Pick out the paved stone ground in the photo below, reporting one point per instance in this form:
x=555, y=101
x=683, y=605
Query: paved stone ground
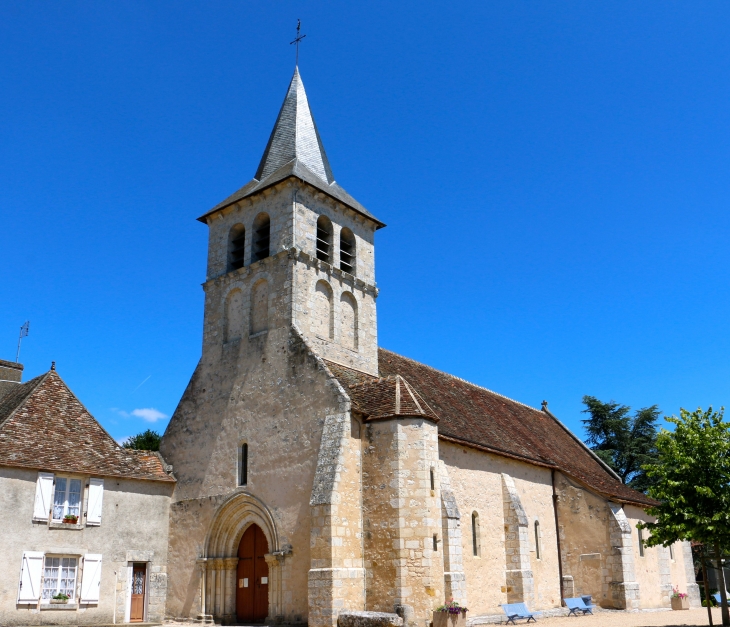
x=606, y=618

+---+

# [Given problem]
Retype the entries above verbatim, line by line, and leave the pictures out.

# [Right answer]
Pick out the paved stone ground in the photo below, reporting one point per instance in this form:
x=555, y=101
x=683, y=605
Query: paved stone ground
x=606, y=618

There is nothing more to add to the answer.